══ Data under study
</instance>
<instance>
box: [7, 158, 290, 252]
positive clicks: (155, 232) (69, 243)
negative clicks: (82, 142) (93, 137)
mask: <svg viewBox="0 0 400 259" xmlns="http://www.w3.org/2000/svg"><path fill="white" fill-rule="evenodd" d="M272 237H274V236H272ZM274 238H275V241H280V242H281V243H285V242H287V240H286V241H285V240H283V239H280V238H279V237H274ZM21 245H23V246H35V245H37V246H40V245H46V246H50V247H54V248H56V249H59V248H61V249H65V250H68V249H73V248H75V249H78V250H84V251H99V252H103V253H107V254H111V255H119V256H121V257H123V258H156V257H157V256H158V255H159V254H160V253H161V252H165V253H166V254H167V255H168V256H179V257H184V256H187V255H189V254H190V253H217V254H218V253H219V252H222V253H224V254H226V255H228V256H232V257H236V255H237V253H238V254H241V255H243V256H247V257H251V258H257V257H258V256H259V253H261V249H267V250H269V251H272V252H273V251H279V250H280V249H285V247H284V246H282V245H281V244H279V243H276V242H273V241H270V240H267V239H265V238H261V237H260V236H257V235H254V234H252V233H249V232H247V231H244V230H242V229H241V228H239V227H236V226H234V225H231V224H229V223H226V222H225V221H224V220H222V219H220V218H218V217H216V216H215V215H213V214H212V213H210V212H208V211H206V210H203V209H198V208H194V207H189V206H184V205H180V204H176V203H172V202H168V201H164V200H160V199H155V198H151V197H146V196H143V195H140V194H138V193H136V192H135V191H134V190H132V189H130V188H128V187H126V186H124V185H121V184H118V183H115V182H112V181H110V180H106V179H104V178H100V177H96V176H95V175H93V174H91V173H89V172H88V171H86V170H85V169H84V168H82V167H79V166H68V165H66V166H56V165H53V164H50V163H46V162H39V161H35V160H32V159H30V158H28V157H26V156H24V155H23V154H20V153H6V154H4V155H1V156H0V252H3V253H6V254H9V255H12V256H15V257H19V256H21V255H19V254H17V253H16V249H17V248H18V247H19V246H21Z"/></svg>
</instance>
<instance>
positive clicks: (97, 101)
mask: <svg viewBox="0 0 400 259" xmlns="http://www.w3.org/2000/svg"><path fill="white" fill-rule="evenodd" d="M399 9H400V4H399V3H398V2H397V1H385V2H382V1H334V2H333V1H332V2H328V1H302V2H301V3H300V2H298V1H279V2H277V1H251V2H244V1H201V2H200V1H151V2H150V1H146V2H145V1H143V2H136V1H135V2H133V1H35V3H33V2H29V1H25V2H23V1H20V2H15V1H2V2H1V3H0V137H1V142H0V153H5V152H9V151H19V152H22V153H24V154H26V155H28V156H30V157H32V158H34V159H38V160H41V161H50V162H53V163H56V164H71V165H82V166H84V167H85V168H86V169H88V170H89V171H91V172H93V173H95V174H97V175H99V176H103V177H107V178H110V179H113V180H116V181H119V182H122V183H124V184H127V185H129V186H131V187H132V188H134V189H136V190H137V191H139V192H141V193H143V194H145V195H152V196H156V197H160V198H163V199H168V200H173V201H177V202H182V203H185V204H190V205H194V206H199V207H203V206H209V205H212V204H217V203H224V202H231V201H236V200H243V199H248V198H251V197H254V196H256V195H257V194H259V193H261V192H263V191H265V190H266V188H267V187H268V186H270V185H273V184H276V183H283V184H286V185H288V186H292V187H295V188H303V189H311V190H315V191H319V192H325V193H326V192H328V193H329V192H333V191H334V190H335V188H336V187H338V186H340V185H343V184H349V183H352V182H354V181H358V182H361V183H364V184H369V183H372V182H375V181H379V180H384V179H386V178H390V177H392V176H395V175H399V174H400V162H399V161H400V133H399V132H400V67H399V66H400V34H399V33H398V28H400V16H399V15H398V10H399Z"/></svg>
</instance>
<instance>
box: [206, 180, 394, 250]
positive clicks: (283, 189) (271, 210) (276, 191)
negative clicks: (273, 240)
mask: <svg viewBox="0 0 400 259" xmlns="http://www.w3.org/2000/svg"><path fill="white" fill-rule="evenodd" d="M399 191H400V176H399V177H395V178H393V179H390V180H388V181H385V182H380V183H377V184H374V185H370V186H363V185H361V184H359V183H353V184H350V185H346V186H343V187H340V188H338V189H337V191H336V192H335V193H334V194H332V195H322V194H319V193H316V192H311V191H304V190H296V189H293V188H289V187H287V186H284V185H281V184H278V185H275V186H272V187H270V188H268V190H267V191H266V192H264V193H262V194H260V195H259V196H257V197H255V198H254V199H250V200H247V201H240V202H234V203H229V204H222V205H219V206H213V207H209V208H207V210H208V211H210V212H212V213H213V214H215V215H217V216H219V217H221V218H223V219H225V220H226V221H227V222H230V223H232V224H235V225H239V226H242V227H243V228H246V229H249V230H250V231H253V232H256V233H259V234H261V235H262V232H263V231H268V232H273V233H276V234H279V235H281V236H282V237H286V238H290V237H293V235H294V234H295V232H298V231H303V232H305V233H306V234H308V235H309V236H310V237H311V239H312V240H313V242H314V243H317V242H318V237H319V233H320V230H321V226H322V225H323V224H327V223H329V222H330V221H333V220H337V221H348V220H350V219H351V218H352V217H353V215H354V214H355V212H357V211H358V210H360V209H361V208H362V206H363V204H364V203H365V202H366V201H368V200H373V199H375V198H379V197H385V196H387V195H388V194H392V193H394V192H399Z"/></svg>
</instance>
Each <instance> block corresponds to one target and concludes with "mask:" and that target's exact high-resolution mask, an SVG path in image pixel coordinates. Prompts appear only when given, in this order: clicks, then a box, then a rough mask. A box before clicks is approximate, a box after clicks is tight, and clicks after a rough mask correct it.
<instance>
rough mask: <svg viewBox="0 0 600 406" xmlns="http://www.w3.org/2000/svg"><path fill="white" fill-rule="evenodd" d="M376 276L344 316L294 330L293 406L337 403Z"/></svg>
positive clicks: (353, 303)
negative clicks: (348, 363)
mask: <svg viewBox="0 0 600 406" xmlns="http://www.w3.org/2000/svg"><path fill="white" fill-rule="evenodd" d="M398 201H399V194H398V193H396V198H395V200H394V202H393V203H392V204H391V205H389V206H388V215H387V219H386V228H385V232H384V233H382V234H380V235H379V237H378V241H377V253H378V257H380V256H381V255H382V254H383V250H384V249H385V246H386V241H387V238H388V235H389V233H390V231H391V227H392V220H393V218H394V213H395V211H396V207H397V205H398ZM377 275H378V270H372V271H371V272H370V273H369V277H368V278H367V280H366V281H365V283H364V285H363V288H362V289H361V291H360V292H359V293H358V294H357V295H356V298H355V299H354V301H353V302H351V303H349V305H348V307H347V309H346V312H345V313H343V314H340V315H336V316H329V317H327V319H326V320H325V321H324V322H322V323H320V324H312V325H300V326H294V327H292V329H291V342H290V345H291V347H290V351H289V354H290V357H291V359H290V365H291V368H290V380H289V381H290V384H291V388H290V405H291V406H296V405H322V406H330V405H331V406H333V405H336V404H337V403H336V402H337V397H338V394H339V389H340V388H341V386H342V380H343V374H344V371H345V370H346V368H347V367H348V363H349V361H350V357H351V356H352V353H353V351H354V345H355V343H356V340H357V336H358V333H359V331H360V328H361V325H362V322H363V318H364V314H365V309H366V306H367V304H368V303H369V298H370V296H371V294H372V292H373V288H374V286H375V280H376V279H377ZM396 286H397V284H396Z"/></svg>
════
Repeat the items word for word, starting at their first line and ending at the line that contains "negative clicks: (82, 142) (93, 137)", with both of those lines included.

</instance>
<instance>
box: [7, 158, 290, 252]
positive clicks: (155, 232) (69, 243)
negative clicks: (82, 142) (93, 137)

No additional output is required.